> Exercise goal: Please add 62 to every coordinate in the answers of the data below, starting at the line containing "In the picture above, where can the black" and ending at the end of the data, and write out every line in that span again, not only the coordinates. Leave the pictures out of your answer.

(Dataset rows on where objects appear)
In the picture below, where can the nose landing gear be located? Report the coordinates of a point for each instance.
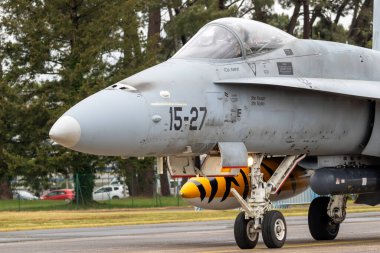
(257, 215)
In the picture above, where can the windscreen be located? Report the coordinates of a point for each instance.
(213, 42)
(257, 37)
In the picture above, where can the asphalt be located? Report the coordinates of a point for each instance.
(359, 233)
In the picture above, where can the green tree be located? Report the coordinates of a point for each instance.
(59, 52)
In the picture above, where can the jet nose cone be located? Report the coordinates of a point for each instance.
(66, 131)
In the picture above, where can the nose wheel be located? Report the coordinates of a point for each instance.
(246, 236)
(274, 229)
(257, 215)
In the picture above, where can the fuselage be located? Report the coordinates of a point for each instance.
(176, 107)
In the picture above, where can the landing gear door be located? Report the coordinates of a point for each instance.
(182, 166)
(233, 157)
(233, 154)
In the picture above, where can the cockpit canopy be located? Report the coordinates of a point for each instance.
(229, 38)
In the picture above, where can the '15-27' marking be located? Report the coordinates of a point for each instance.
(177, 121)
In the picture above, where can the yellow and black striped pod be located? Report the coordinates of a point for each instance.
(215, 192)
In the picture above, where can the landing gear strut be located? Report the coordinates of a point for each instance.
(325, 216)
(258, 216)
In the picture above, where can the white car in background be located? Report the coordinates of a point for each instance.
(108, 192)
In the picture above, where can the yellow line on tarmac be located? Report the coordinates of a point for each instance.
(309, 245)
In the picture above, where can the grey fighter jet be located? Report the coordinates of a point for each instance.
(242, 90)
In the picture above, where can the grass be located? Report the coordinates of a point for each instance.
(50, 205)
(12, 221)
(57, 214)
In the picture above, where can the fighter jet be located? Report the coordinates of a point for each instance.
(240, 90)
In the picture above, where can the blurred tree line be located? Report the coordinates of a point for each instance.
(55, 53)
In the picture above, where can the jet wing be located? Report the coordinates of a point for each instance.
(357, 88)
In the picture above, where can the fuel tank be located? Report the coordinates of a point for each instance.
(352, 180)
(215, 192)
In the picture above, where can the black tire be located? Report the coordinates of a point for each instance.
(274, 229)
(321, 227)
(244, 239)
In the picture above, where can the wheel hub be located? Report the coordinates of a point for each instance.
(279, 228)
(251, 232)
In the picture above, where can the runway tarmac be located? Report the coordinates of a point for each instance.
(359, 233)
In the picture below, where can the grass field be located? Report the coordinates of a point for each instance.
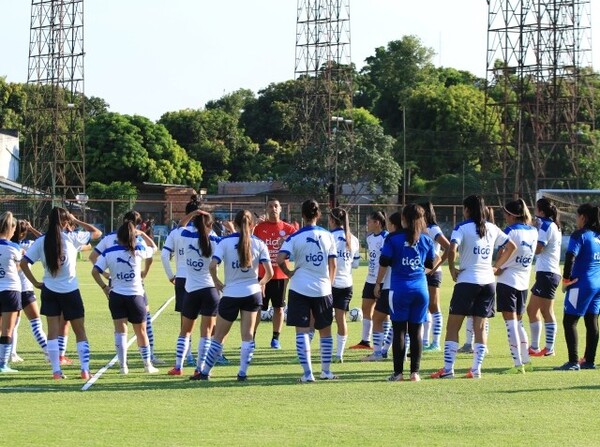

> Solution to this exercise:
In the picture above, where can the black tire be located? Report the coordinates of a point for each instance.
(336, 291)
(383, 289)
(306, 301)
In the picture above, where can the wheel hub be located? Report the coordinates of a point for each instance.
(341, 290)
(313, 294)
In the picture above, where can the runway tarmac be located? Report the coordinates of a point for each instance.
(421, 295)
In the picture below, where can the grass field be located? Report the coordinates of a point for each instance.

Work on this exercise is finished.